Quels enjeux pour la responsabilité sociétale de l’université ? L’exemple de l’université de Bordeaux

La question de la Responsabilité Sociétale des Universités (RSU) fait l’objet de nombreuses attentions dans la communauté universitaire internationale depuis la déclaration de Talloires (1990). Au-delà d’un effet de mode (notion dérivée de la RSE, responsabilité sociale des entreprises), il y a dans cette démarche une affirmation politique forte des responsabilités nouvelles que doivent assumer les universités.

Une notion à géométrie variable

Cette notion de RSU est encore assez élastique. Ainsi on peut trouver la définition suivante : « La Responsabilité Sociétale des Universités (RSU) est l’intégration par les universités de préoccupations culturelles, socio-économiques et environnementales dans leurs activités et leurs relations avec le monde du travail, les collectivités territoriales et les autres composantes de la société. Elle s’inscrit dans la démarche de développement durable » (blog de l’Université de Provence). Certains n’hésitent pas à parler de responsabilité sociale et sociétale pour faire le pendant d’une vision exclusivement économique de l’impact des universités (cf. Jean-François Balaudé, président de l’Université Paris X Nanterre). Un Observatoire de la Responsabilité Sociétale des Universités (ORSU) a par ailleurs été créé en 2012 par l’Association de la Fondation Etudiante pour la Ville (AFEV) et l’UNICEF France. La RSU fait référence au rôle citoyen de l’université, au-delà des fonctions basiques qu’elle assume dans la création et de la diffusion des savoirs, à ses responsabilités nouvelles dans la période actuelle, ce qui renvoie à quatre dimensions qui sont présentes dans la construction engagée de l’Université de Bordeaux.

L’enjeu écologique

Tout d’abord, l’université doit avoir une démarche volontaire de développement durable, prenant en compte les enjeux écologiques dans ses pratiques quotidiennes (gestion des déchets, achats éco-responsables, consommation d’énergie et d’eau, respect de la biodiversité, etc.), dans son architecture et ses constructions, l’aménagement du campus, la mobilité, etc. Elle doit non seulement diffuser ces exigences, à travers ses formations ou la recherche, mais en être aussi un acteur exigeant. Une telle démarche suppose une organisation en groupes de travail. Sans se limiter à une approche technique que doivent porter les services, il faut mettre en œuvre une démarche participative qui associe l’ensemble des acteurs.

== == ==

Consigne A → Modifiez le passage de l'extrait choisi qui s'ouvre sur les mots contenant « La question de » et se ferme sur « assumer les universités. » en y remplaçant « déclaration » par « charte ».

== == ==

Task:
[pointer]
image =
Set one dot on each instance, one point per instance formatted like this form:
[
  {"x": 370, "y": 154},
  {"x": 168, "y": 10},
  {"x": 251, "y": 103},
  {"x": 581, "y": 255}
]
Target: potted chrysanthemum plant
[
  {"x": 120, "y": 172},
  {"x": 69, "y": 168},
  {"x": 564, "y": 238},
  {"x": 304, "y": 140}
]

== == ==

Consigne B → Répétez mot pour mot toutes les lignes des enregistrements ci-dessus.

Résultat A →
La question de la Responsabilité Sociétale des Universités (RSU) fait l’objet de nombreuses attentions dans la communauté universitaire internationale depuis la charte de Talloires (1990). Au-delà d’un effet de mode (notion dérivée de la RSE, responsabilité sociale des entreprises), il y a dans cette démarche une affirmation politique forte des responsabilités nouvelles que doivent assumer les universités.

Résultat B →
Task:
[pointer]
image =
Set one dot on each instance, one point per instance formatted like this form:
[
  {"x": 370, "y": 154},
  {"x": 168, "y": 10},
  {"x": 251, "y": 103},
  {"x": 581, "y": 255}
]
Target: potted chrysanthemum plant
[
  {"x": 120, "y": 172},
  {"x": 69, "y": 168},
  {"x": 564, "y": 238},
  {"x": 304, "y": 140}
]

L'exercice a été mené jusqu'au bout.